## Directions
Can you quote the lines below exactly, starting at the line with "stripe on balloon." and going through the last one?
[Start of Data provided]
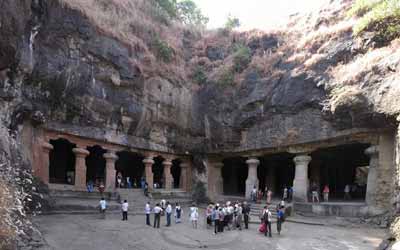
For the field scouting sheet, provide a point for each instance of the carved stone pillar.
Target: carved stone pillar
(167, 174)
(252, 180)
(373, 153)
(300, 183)
(110, 157)
(184, 176)
(148, 166)
(80, 168)
(44, 169)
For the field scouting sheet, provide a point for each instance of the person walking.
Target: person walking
(157, 214)
(246, 214)
(267, 219)
(280, 219)
(168, 211)
(103, 207)
(326, 193)
(147, 210)
(124, 208)
(178, 213)
(194, 215)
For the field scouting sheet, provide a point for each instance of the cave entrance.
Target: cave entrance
(234, 174)
(130, 164)
(62, 162)
(176, 173)
(276, 172)
(95, 165)
(158, 172)
(340, 166)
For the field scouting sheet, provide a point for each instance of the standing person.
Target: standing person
(194, 215)
(124, 208)
(178, 213)
(246, 214)
(103, 207)
(280, 219)
(326, 193)
(168, 211)
(147, 210)
(347, 192)
(267, 219)
(269, 196)
(215, 218)
(157, 214)
(285, 194)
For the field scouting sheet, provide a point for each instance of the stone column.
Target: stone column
(300, 183)
(148, 166)
(167, 174)
(252, 179)
(183, 183)
(110, 157)
(80, 168)
(373, 153)
(44, 169)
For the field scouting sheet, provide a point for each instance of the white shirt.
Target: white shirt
(157, 209)
(147, 209)
(103, 204)
(125, 206)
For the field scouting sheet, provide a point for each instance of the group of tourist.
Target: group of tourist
(228, 216)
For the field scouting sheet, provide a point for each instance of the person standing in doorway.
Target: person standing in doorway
(168, 211)
(326, 193)
(103, 207)
(157, 214)
(147, 210)
(194, 215)
(246, 214)
(124, 208)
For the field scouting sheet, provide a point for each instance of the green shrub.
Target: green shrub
(241, 57)
(163, 50)
(199, 76)
(380, 16)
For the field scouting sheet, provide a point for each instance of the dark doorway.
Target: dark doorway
(130, 164)
(277, 172)
(62, 162)
(95, 164)
(340, 166)
(158, 172)
(234, 174)
(176, 173)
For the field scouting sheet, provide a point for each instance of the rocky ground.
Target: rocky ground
(90, 232)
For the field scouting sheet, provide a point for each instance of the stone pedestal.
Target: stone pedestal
(373, 153)
(183, 183)
(44, 169)
(110, 157)
(167, 174)
(252, 180)
(148, 167)
(80, 168)
(300, 183)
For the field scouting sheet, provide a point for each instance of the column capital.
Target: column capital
(253, 161)
(302, 159)
(80, 152)
(148, 160)
(110, 156)
(47, 146)
(371, 151)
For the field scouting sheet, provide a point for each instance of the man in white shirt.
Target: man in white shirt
(147, 210)
(168, 211)
(124, 208)
(157, 213)
(103, 207)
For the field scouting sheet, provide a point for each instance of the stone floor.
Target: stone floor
(87, 232)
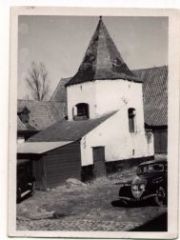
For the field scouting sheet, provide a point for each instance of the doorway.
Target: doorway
(99, 161)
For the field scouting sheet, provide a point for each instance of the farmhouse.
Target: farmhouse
(104, 127)
(155, 101)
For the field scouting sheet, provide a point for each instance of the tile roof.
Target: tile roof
(102, 60)
(68, 130)
(155, 95)
(154, 92)
(43, 113)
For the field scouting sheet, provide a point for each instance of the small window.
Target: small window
(82, 111)
(131, 119)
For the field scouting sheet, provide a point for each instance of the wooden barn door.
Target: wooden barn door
(99, 161)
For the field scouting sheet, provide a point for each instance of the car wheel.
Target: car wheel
(160, 197)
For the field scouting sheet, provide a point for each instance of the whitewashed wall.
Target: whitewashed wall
(119, 143)
(82, 93)
(106, 96)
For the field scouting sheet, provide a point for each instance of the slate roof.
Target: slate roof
(43, 113)
(155, 95)
(68, 130)
(102, 60)
(154, 91)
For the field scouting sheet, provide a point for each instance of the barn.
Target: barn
(104, 127)
(56, 153)
(155, 100)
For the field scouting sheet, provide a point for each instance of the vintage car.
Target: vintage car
(25, 179)
(150, 183)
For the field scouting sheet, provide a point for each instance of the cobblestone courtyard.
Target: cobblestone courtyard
(83, 207)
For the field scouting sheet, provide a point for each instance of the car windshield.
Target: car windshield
(150, 168)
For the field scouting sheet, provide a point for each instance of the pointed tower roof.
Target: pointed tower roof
(102, 60)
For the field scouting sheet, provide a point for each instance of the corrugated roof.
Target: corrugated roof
(68, 130)
(39, 147)
(43, 113)
(155, 94)
(102, 60)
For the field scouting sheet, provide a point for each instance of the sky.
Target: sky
(60, 43)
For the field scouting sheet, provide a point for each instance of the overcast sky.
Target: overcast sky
(60, 43)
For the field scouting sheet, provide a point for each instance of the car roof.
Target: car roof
(164, 161)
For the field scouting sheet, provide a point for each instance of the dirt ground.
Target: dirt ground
(83, 207)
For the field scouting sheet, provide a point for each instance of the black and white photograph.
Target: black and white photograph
(91, 122)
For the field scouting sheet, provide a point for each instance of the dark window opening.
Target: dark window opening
(131, 118)
(82, 111)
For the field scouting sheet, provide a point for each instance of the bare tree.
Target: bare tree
(37, 81)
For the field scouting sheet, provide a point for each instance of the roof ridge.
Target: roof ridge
(149, 68)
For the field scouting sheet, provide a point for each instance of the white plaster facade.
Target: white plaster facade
(104, 97)
(119, 144)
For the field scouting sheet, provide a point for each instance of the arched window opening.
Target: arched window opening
(81, 112)
(131, 119)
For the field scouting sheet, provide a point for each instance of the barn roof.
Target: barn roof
(24, 127)
(68, 130)
(39, 147)
(42, 114)
(102, 60)
(155, 95)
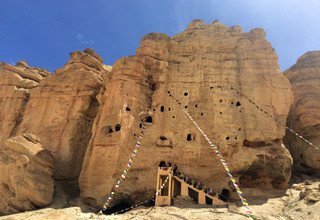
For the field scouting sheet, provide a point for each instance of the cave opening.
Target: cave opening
(124, 204)
(224, 195)
(118, 127)
(163, 138)
(190, 137)
(153, 87)
(107, 129)
(149, 119)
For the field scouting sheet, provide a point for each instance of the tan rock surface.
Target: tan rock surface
(26, 181)
(15, 82)
(62, 108)
(304, 116)
(198, 67)
(287, 206)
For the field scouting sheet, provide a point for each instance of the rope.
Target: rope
(267, 113)
(221, 158)
(124, 173)
(145, 201)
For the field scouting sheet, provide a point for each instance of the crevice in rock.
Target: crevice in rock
(20, 116)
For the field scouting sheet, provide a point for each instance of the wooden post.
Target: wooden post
(201, 197)
(184, 189)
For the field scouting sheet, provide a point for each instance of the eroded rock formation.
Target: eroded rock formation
(26, 181)
(199, 67)
(15, 83)
(61, 110)
(304, 116)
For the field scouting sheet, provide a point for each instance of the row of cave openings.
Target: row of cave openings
(149, 120)
(110, 129)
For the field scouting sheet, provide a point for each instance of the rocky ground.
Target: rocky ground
(301, 201)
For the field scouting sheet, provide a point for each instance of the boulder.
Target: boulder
(26, 181)
(304, 116)
(214, 71)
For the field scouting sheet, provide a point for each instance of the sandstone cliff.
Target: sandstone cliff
(26, 181)
(198, 66)
(304, 116)
(15, 83)
(61, 110)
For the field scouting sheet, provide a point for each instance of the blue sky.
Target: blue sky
(44, 32)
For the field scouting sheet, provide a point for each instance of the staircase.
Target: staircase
(168, 193)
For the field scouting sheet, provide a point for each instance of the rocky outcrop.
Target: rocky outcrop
(304, 116)
(61, 110)
(15, 83)
(203, 67)
(26, 181)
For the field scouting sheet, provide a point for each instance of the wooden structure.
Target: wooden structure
(165, 194)
(169, 191)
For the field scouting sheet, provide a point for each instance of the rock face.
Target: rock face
(61, 110)
(15, 82)
(26, 181)
(199, 67)
(304, 116)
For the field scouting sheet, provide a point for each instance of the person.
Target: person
(210, 192)
(204, 188)
(162, 164)
(174, 168)
(199, 186)
(195, 183)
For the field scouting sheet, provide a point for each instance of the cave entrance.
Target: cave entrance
(225, 195)
(121, 207)
(149, 120)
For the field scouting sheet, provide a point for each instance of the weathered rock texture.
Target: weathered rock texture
(15, 82)
(304, 116)
(198, 67)
(26, 172)
(61, 110)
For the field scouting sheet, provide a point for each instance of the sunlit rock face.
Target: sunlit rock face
(26, 181)
(15, 84)
(304, 116)
(62, 108)
(198, 66)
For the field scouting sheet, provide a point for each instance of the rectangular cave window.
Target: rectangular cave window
(190, 137)
(149, 119)
(163, 138)
(118, 127)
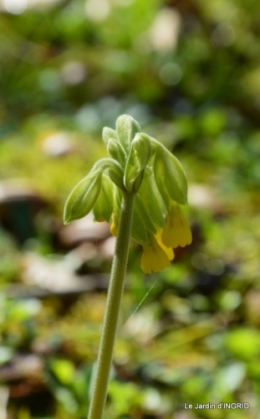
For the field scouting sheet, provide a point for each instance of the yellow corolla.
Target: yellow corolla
(176, 231)
(156, 256)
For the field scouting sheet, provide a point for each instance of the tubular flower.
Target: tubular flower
(138, 165)
(155, 258)
(176, 231)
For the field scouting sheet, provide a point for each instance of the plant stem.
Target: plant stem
(115, 290)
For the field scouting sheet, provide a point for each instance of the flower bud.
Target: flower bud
(140, 153)
(83, 197)
(126, 128)
(116, 151)
(108, 133)
(103, 206)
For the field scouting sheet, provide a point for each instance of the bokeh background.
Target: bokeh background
(189, 72)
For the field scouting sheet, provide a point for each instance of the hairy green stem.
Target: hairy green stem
(98, 397)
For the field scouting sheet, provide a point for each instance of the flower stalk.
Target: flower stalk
(139, 189)
(116, 286)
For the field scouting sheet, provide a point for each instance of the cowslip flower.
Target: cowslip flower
(139, 165)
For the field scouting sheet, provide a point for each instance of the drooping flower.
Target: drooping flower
(176, 231)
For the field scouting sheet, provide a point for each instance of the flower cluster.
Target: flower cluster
(140, 165)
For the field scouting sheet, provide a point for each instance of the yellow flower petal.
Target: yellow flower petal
(114, 226)
(176, 231)
(154, 258)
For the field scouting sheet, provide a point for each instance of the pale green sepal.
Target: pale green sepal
(113, 169)
(140, 153)
(103, 206)
(169, 176)
(83, 197)
(152, 198)
(116, 151)
(126, 128)
(108, 133)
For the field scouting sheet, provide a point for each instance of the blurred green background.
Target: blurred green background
(189, 72)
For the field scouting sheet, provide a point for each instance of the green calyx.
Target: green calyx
(137, 164)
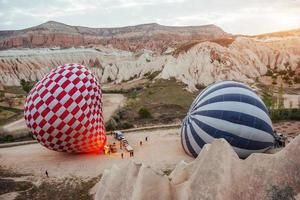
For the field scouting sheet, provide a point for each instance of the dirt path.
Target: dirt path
(111, 102)
(162, 151)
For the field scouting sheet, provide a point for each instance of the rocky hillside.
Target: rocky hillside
(195, 64)
(217, 173)
(196, 56)
(131, 38)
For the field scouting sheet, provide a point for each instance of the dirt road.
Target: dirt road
(162, 151)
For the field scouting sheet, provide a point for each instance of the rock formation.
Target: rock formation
(217, 173)
(146, 36)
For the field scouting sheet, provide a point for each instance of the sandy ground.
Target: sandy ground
(288, 128)
(291, 101)
(111, 102)
(162, 151)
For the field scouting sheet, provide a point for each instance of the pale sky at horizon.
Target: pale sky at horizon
(233, 16)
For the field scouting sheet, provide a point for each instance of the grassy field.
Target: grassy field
(8, 115)
(159, 102)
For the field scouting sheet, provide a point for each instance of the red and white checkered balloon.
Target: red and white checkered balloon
(64, 110)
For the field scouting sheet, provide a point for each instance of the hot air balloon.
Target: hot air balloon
(63, 110)
(229, 110)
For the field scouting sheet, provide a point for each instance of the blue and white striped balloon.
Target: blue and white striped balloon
(229, 110)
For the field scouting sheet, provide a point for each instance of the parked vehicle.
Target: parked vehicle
(113, 148)
(129, 148)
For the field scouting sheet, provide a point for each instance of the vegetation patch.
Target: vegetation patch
(160, 102)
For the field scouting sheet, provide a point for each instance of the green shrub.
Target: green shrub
(297, 79)
(111, 125)
(269, 72)
(125, 125)
(27, 85)
(144, 113)
(132, 94)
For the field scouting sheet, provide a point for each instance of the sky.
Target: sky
(234, 16)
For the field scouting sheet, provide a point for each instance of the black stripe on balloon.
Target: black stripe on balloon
(232, 139)
(188, 144)
(235, 97)
(238, 118)
(182, 135)
(196, 137)
(225, 85)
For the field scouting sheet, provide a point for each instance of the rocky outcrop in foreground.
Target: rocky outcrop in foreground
(217, 173)
(131, 38)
[End of Data provided]
## Result of the task
For the field scouting sheet, provide a point for each instance of the black stripe on balloon.
Target: black stripe on balloon
(232, 139)
(188, 144)
(235, 97)
(238, 118)
(182, 135)
(196, 137)
(225, 85)
For the field scouting sheet, provide a point for each instance of the rocky outcrop in foreground.
Target: rocky outcrop in foreground
(217, 173)
(131, 38)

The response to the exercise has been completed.